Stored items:
——————————

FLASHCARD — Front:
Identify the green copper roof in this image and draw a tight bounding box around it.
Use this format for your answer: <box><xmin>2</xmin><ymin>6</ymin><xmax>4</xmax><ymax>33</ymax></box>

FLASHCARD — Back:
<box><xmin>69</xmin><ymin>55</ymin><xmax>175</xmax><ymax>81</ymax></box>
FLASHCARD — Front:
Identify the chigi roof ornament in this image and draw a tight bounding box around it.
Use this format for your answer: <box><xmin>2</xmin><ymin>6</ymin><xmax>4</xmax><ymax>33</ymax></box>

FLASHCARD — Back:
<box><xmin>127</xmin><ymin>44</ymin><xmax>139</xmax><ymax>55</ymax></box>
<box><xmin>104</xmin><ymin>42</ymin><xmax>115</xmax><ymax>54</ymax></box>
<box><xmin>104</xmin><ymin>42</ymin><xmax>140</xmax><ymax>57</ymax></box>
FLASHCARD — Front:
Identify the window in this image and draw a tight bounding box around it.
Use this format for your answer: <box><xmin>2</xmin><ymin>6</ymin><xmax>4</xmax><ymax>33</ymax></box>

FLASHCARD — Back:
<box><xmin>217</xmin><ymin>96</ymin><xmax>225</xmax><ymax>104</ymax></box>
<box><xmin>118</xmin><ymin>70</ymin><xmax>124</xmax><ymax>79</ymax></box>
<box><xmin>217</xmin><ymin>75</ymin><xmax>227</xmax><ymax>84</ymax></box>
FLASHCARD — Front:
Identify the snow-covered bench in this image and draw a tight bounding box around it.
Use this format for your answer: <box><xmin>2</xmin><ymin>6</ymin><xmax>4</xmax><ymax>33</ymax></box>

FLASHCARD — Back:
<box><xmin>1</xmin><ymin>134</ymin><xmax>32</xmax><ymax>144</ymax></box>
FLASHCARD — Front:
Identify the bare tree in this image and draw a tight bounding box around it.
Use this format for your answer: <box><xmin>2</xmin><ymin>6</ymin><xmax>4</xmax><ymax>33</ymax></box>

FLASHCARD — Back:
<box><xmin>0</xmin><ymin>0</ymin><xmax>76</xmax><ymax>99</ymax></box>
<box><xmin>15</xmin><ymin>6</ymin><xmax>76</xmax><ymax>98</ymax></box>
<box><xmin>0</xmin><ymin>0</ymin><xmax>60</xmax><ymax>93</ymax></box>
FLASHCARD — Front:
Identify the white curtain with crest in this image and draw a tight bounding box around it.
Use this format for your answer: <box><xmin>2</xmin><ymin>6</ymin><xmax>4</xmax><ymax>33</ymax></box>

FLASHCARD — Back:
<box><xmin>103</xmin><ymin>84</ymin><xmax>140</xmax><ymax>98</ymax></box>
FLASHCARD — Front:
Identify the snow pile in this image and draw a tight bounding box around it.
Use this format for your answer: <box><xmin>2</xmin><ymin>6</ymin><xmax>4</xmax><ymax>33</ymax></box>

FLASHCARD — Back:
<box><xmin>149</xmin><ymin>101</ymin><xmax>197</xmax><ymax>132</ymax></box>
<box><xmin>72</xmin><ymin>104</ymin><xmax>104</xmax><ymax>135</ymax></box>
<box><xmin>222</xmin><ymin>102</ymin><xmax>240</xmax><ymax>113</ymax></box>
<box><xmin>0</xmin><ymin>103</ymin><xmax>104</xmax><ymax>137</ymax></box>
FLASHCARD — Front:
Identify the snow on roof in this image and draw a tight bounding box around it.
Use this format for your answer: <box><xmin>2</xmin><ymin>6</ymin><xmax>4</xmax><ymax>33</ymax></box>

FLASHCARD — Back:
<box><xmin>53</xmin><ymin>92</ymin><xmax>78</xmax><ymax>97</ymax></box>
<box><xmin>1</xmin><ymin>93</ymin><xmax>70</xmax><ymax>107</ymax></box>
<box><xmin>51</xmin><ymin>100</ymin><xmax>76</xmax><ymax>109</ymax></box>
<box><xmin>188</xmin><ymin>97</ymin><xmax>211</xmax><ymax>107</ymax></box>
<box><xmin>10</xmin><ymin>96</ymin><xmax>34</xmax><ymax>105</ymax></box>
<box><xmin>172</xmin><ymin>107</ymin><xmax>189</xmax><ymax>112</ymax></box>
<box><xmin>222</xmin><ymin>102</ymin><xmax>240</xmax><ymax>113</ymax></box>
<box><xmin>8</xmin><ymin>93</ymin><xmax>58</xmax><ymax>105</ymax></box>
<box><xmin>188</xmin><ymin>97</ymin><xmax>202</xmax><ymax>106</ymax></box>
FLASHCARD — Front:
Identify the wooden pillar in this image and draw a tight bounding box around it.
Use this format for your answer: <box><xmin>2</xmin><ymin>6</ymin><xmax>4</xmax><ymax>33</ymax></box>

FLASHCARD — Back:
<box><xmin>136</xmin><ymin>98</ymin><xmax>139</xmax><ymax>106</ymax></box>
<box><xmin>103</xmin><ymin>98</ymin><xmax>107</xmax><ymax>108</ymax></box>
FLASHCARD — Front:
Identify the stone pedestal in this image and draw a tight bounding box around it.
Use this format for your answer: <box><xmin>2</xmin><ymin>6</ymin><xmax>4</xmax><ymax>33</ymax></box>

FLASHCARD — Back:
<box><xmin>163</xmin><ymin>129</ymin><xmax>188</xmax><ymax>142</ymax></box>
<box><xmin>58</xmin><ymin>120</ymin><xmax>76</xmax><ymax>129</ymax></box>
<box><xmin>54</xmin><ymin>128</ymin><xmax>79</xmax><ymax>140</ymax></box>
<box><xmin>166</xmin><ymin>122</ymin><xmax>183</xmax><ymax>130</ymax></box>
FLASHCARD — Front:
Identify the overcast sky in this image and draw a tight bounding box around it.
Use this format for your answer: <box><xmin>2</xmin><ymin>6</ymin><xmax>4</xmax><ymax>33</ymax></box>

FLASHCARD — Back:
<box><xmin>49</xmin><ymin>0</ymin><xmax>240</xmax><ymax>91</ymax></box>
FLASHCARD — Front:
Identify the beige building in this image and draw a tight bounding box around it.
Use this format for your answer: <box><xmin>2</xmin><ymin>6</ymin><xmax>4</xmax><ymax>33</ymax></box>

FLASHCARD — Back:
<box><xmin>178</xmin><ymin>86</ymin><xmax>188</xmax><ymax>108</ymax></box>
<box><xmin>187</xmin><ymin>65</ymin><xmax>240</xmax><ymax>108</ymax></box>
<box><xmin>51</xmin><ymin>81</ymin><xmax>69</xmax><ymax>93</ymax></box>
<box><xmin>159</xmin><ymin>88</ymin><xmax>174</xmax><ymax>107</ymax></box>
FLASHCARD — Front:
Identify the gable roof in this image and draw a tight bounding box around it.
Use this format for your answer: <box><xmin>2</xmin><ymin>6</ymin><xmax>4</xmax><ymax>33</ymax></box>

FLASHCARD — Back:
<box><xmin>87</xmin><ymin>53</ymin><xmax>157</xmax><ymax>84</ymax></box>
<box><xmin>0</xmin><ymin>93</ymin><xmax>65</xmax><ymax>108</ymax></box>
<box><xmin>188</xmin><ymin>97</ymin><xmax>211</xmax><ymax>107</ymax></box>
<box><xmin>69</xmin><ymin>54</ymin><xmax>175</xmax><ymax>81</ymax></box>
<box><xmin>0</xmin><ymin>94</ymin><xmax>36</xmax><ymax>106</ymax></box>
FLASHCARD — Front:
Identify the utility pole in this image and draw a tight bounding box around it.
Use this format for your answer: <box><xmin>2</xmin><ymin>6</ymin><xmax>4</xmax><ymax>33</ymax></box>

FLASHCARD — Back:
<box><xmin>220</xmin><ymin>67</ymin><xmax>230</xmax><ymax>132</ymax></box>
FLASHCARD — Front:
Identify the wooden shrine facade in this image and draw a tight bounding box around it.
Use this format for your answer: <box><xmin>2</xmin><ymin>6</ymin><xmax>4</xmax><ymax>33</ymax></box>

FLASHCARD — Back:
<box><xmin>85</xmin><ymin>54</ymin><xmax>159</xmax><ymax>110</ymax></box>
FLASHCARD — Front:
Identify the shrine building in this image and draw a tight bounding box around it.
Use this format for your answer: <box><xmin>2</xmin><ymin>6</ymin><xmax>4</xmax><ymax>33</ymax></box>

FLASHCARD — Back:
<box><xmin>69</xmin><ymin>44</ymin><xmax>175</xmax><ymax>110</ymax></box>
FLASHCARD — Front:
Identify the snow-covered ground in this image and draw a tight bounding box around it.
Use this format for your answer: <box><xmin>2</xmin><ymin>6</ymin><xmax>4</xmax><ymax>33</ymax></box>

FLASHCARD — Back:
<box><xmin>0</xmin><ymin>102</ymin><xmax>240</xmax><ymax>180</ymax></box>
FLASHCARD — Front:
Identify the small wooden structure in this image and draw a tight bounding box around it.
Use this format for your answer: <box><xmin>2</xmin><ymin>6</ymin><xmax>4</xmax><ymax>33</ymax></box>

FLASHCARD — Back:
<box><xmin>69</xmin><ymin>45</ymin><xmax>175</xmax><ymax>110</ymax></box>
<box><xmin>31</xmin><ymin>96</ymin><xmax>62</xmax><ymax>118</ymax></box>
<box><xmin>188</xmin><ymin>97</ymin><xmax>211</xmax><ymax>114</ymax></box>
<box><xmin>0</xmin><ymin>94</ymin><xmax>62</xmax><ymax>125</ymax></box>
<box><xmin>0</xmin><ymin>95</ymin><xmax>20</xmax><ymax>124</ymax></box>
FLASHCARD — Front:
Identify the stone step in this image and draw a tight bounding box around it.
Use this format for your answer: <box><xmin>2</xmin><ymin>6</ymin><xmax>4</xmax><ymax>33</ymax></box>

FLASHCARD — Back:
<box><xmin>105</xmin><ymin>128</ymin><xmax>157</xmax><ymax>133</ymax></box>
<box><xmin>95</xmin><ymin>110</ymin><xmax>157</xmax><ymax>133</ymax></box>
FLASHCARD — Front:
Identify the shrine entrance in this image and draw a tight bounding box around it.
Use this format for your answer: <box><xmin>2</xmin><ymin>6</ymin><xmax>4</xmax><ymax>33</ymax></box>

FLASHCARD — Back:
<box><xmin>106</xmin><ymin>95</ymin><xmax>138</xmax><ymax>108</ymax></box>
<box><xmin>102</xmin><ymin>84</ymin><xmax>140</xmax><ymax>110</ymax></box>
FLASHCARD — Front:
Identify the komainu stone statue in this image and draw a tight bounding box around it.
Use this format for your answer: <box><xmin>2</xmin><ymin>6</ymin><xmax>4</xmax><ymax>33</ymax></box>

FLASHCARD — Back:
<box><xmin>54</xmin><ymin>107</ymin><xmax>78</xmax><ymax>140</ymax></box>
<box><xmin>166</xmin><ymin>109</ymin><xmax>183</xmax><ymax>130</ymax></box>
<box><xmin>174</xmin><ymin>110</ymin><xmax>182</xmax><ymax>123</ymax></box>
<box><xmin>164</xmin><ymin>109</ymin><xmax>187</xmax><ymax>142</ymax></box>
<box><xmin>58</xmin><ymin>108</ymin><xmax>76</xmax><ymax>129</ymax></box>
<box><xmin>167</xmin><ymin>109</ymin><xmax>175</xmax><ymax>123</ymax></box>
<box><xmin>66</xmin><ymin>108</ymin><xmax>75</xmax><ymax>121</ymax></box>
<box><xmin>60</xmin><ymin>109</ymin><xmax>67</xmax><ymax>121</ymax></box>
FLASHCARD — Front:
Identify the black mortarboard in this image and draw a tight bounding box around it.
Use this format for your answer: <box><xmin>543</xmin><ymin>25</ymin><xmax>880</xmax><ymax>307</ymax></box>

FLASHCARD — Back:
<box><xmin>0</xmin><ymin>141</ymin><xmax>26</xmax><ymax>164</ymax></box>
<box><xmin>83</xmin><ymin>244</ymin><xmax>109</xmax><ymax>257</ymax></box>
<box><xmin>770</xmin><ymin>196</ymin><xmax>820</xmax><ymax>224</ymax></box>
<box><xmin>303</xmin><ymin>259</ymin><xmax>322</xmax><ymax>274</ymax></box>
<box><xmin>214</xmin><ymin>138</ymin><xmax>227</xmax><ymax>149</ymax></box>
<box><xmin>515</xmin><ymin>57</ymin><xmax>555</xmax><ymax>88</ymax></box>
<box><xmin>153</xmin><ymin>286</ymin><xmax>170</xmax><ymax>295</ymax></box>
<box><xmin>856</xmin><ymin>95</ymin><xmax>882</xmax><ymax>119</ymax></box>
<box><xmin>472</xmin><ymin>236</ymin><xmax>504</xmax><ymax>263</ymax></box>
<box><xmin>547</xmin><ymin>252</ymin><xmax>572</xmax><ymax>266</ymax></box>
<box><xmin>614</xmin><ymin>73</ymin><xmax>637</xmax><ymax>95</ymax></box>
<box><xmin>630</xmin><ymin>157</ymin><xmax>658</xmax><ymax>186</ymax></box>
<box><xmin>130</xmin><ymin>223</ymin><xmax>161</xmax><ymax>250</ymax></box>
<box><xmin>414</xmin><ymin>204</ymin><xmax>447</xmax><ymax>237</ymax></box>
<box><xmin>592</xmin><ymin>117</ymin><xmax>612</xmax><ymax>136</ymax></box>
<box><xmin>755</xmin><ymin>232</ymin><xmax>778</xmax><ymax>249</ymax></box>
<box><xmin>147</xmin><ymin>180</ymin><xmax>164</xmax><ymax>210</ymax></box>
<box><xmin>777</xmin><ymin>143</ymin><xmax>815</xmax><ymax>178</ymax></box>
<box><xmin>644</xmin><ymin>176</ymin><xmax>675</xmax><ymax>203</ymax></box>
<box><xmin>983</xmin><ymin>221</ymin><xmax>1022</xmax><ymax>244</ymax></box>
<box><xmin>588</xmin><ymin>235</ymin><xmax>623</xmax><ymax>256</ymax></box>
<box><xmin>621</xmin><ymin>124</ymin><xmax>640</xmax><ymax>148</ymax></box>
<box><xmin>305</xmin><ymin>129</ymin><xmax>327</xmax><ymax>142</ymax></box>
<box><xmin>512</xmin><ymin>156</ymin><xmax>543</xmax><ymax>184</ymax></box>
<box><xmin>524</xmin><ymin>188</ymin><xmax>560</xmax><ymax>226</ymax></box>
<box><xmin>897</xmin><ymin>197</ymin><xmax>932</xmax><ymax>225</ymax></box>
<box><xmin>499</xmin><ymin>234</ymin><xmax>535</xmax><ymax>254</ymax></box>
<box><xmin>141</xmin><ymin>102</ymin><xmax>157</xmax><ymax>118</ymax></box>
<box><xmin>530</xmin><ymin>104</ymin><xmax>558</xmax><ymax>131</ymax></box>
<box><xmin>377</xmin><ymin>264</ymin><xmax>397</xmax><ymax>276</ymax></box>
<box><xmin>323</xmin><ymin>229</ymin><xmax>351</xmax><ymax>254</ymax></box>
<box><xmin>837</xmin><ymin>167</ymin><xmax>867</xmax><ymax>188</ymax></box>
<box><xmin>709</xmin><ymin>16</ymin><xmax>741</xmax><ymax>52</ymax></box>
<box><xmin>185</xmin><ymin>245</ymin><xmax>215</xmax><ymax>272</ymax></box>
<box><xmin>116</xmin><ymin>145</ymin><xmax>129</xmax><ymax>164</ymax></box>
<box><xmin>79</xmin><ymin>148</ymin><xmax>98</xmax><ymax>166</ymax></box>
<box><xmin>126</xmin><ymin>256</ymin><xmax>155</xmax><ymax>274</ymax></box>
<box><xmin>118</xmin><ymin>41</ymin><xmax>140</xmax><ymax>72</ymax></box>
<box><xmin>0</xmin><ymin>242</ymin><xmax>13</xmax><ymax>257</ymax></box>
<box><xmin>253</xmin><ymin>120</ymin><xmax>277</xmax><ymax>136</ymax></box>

——————————

## Problem to work on
Read through the entries and copy every line that includes "covered".

## Answer section
Identify the snow-covered bench in this image and draw a tight bounding box around it.
Identify the snow-covered ground in this image and draw a tight bounding box around it.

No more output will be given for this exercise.